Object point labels
++++++
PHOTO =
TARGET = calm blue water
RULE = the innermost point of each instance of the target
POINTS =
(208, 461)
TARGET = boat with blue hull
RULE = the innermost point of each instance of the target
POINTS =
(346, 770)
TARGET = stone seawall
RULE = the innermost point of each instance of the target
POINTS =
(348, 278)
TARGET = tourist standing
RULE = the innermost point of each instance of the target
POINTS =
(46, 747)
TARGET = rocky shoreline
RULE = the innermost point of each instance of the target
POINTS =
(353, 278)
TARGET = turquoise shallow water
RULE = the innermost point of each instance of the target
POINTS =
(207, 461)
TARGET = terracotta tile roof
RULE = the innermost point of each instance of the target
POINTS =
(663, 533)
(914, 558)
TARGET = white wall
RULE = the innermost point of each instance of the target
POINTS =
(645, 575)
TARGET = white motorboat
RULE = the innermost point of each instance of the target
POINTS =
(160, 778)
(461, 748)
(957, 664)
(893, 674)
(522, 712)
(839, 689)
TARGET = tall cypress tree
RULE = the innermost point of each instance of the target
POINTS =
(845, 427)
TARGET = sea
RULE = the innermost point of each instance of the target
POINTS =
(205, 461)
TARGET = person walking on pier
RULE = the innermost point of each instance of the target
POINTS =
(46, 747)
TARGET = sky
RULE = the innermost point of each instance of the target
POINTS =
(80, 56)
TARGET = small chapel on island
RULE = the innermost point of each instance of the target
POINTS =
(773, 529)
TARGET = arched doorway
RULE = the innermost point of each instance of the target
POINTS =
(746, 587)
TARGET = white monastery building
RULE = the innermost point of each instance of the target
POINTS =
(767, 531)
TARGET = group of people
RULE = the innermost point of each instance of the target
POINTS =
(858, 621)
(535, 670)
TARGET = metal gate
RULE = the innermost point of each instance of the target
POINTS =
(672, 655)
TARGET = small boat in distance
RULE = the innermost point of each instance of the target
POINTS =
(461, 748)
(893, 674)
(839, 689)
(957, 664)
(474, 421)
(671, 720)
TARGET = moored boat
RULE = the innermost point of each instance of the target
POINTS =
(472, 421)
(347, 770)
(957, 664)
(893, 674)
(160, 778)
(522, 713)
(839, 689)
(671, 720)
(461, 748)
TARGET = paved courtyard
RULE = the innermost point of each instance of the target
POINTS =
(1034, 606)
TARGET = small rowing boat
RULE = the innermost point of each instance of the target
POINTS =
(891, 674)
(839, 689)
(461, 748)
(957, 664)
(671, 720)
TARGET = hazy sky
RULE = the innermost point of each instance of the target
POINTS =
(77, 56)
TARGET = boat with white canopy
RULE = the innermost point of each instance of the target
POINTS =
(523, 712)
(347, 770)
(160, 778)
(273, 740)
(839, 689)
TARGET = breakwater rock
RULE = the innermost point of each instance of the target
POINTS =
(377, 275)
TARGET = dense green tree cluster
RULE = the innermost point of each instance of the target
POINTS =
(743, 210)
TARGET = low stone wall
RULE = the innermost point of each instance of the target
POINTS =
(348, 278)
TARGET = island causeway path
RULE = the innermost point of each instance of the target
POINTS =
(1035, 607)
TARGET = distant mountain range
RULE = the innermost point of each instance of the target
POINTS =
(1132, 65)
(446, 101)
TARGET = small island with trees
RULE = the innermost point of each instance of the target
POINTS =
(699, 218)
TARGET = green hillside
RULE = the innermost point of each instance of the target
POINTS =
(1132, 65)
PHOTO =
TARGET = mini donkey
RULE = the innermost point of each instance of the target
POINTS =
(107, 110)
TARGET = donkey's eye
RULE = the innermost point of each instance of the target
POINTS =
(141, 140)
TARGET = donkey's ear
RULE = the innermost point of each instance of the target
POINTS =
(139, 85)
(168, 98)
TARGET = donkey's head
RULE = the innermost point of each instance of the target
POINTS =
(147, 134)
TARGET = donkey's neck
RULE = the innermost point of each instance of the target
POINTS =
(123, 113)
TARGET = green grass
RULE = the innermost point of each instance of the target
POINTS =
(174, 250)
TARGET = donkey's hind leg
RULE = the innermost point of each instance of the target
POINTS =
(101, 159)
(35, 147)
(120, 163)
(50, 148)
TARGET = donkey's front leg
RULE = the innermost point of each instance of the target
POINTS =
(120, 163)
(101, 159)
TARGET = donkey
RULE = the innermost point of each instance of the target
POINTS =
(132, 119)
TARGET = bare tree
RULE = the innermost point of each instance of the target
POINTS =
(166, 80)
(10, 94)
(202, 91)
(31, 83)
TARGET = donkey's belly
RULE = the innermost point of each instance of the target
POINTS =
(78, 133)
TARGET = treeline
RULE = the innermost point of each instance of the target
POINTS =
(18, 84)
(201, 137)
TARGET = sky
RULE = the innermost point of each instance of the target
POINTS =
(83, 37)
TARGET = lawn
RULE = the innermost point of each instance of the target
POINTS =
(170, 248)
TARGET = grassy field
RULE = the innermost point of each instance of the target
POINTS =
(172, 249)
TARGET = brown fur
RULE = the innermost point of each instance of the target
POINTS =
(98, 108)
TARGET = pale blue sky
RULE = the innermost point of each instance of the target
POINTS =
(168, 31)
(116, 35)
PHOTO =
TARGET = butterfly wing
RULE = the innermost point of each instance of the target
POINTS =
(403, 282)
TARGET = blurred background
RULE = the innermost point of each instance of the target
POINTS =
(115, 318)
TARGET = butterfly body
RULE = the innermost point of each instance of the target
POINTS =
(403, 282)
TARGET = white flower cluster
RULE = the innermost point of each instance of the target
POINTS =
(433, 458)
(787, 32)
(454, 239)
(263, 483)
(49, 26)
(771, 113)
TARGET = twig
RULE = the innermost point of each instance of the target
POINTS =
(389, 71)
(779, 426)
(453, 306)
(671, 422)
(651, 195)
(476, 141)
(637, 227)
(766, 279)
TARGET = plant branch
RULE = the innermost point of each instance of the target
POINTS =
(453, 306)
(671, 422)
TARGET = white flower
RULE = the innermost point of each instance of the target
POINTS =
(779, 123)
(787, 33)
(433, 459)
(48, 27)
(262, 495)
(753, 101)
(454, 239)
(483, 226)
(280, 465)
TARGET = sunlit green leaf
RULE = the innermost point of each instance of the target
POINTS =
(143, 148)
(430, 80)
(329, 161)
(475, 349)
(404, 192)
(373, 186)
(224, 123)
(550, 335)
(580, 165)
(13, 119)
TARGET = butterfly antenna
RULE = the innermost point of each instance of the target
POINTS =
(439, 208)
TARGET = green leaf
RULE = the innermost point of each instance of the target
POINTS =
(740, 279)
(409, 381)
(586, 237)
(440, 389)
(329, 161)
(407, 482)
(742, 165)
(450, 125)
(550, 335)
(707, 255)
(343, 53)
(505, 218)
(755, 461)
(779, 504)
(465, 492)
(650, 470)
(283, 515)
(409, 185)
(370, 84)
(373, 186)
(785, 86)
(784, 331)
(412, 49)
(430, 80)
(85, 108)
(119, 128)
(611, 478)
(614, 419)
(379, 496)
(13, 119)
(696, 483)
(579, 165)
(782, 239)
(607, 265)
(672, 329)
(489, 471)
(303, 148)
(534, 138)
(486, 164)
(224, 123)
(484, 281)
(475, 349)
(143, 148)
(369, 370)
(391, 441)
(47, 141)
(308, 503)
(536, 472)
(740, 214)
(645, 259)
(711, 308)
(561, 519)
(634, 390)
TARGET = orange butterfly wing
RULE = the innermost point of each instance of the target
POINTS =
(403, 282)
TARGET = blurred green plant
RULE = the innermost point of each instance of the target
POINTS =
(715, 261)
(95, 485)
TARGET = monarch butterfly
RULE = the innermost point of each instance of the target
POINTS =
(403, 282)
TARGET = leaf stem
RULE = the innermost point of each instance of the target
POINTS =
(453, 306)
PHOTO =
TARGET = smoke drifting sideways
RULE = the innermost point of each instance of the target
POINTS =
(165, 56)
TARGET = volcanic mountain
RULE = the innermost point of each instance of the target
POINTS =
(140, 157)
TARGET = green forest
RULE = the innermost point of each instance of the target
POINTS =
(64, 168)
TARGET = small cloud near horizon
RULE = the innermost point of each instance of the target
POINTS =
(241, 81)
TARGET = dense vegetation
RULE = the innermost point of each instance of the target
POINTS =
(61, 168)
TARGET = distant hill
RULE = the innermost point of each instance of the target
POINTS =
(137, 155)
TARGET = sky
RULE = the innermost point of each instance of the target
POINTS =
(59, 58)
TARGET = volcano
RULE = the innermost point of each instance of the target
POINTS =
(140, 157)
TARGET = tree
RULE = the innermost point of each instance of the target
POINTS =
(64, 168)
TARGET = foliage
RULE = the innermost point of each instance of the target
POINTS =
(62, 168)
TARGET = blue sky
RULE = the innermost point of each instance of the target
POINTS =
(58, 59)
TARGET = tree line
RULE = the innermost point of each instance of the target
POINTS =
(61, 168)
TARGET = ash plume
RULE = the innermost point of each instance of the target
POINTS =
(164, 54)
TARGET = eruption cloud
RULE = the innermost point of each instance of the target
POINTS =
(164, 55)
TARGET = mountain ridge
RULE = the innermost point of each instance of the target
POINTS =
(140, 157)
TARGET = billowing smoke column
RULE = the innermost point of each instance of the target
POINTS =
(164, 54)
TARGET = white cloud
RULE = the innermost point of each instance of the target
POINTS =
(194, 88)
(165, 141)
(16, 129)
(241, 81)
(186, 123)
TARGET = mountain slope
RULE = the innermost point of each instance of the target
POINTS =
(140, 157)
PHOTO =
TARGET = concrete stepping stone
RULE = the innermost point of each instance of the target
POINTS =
++++++
Quote, word for word, every line starting at the one that contains "TARGET = volcanic mountain" and ending with the final line of the entries.

* _Response_
TARGET = volcanic mountain
RULE = the innermost point of each instance of the target
POINTS =
(140, 157)
TARGET = green forest
RULE = the innermost point of each instance of the target
POINTS =
(64, 168)
TARGET = small cloud near horizon
RULE = the innermost point of each instance of the target
POINTS =
(241, 81)
TARGET = dense vegetation
RULE = the innermost point of each instance of the target
POINTS =
(61, 168)
TARGET = distant hill
RULE = the innermost point of each instance of the target
POINTS =
(137, 155)
TARGET = sky
RULE = the innermost point of each instance of the target
POINTS =
(59, 58)
TARGET = volcano
RULE = the innermost point of each instance of the target
POINTS =
(140, 157)
TARGET = tree
RULE = the innermost point of each instance of the target
POINTS =
(64, 168)
TARGET = foliage
RULE = the innermost point of each instance of the target
POINTS =
(62, 168)
TARGET = blue sky
RULE = the innermost point of each instance of the target
POINTS =
(58, 59)
TARGET = tree line
RULE = the innermost point of each instance of the target
POINTS =
(61, 168)
TARGET = ash plume
RULE = the innermost point of each instance of the target
POINTS =
(164, 54)
TARGET = eruption cloud
RULE = the innermost point of each instance of the target
POINTS =
(164, 55)
TARGET = mountain ridge
RULE = the innermost point of each instance of the target
POINTS =
(140, 157)
TARGET = billowing smoke column
RULE = the innermost point of each instance of the target
POINTS =
(164, 54)
TARGET = white cloud
RULE = the innermost point of each instance of the target
POINTS =
(194, 88)
(165, 141)
(16, 129)
(241, 81)
(186, 123)
TARGET = mountain slope
RULE = the innermost point of each instance of the target
POINTS =
(140, 157)
PHOTO =
TARGET = concrete stepping stone
RULE = the innermost point of each instance of the target
POINTS =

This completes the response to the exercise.